> [What you have to do] Each record needs to be retyped exactly, though its pictures should not appear.

┌─ Supplied data

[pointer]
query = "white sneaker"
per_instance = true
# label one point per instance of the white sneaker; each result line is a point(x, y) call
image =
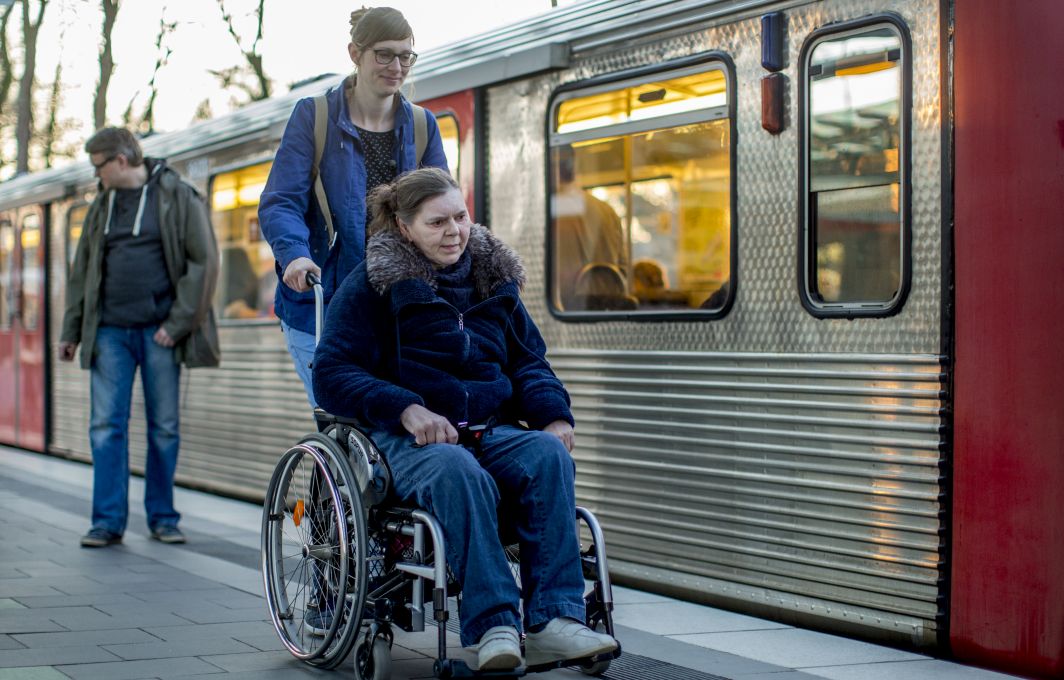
point(499, 649)
point(565, 639)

└─

> [Solution for this task]
[pointer]
query = "white sneaker"
per_instance = true
# label one point per instance of the white sneaker; each result line is a point(x, y) call
image =
point(499, 649)
point(565, 639)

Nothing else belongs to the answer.